━━ EXCERPTED RECORDS ━━
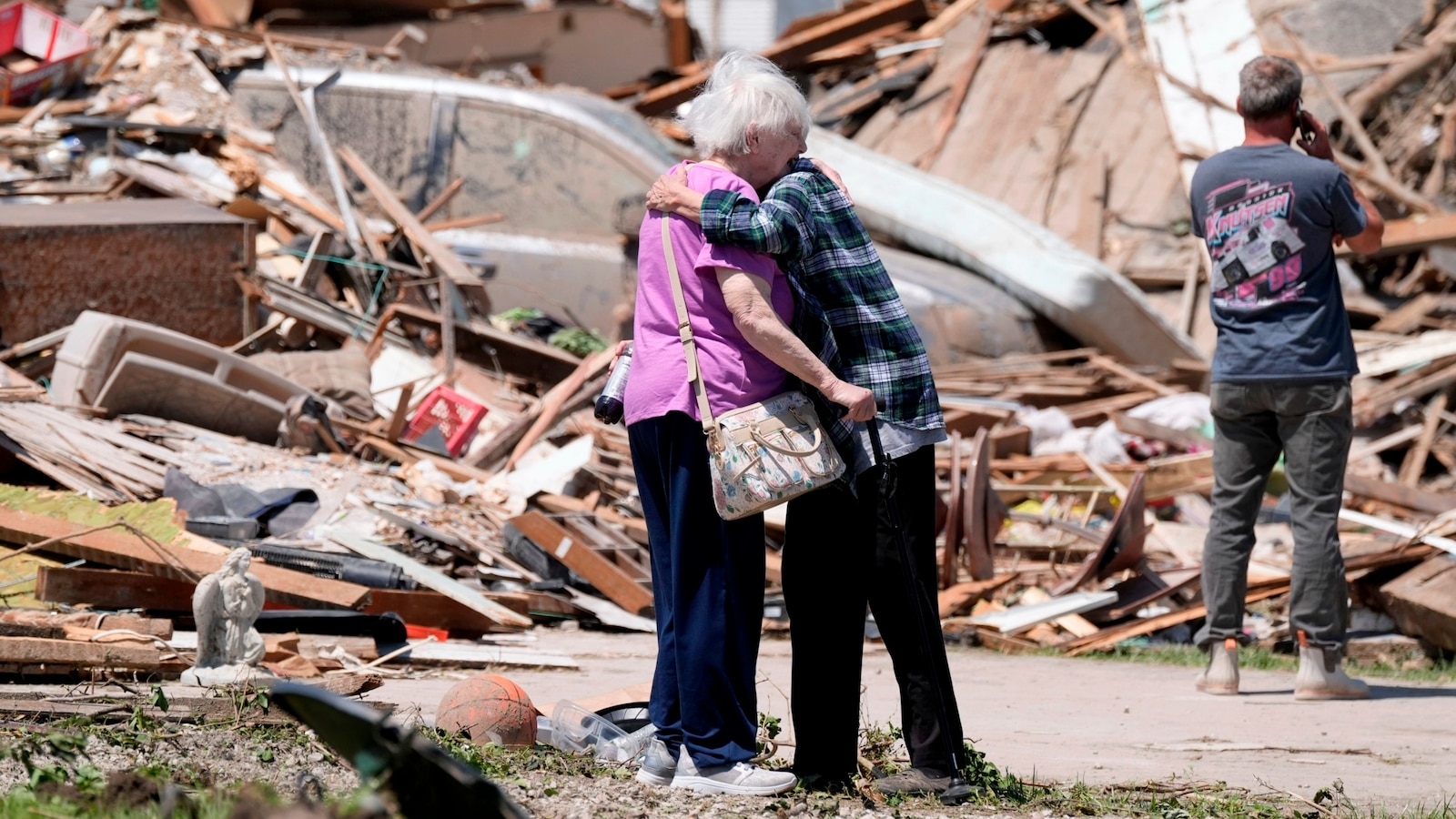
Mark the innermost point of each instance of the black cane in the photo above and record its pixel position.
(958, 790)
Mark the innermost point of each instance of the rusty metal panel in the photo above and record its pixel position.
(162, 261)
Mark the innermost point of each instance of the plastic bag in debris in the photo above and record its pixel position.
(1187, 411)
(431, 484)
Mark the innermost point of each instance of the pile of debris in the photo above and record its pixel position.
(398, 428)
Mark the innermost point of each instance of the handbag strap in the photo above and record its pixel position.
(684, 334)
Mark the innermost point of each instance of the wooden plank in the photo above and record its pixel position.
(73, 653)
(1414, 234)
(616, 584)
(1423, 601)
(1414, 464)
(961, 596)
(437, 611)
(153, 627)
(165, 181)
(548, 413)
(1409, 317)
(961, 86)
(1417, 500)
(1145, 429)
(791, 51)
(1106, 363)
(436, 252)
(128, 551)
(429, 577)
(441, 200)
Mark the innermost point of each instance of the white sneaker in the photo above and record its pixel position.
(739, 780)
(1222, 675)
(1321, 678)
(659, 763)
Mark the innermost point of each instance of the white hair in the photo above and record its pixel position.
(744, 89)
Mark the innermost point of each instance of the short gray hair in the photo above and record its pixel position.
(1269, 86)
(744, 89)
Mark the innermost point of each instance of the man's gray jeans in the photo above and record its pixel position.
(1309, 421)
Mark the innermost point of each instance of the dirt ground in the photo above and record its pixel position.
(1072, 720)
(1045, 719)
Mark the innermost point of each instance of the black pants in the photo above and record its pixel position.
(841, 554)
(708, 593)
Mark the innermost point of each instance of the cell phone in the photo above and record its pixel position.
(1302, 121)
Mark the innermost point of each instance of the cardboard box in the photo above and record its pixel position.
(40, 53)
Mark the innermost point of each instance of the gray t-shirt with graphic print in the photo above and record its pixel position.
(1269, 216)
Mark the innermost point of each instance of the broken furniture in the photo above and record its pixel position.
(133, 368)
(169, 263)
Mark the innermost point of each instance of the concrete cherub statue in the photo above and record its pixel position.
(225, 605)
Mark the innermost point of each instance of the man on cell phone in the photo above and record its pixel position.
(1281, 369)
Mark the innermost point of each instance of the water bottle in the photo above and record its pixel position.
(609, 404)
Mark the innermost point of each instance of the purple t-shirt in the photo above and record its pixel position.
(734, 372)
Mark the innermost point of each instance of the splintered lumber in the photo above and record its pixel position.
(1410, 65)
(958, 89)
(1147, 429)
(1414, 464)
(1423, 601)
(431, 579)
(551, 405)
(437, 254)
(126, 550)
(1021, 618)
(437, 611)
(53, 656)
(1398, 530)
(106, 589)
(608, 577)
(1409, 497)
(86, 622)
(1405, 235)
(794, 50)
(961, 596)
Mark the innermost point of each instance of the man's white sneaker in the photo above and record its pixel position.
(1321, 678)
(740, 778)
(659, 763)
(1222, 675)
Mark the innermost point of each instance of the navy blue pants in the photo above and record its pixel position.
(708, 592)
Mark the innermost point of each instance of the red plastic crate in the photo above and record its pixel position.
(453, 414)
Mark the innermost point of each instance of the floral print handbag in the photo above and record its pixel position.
━━━
• **INSTRUCTIONS FOR THE TASK**:
Starting at the line containing "Mark the innermost point of each instance of the water" and continuing through the end of the records, rewrite those lines, changing "splintered lumber" to "broken lumber" and leaving everything else as it is.

• **COMPLETED TASK**:
Mark the innermost point of each instance of the water bottle in the photo above and record its pixel position.
(609, 404)
Mark the innermost point of each instance of the purple t-shirt in the photo above and record its pixel position.
(734, 372)
Mark the innermost point of each instance of the broken lumber in the photo above and record its pixel position.
(1410, 65)
(958, 89)
(1147, 429)
(1414, 464)
(1423, 601)
(431, 579)
(551, 405)
(437, 254)
(126, 550)
(1021, 618)
(437, 611)
(53, 656)
(1398, 530)
(106, 589)
(608, 577)
(1409, 497)
(86, 622)
(1405, 235)
(794, 50)
(961, 596)
Mark the innermost point of each instance of the man's white sneaker in the photo above and record its pixel position.
(1321, 678)
(740, 778)
(659, 763)
(1222, 675)
Mark the innermost point of each instance of the navy blue pants in the photo above and record its pixel position.
(708, 592)
Mark the innermost point of each instance of the red plastic crate in the photo above and record its pixel position.
(453, 414)
Mark the innermost point of each instance of the floral print handbag in the photo above and record its pixel position.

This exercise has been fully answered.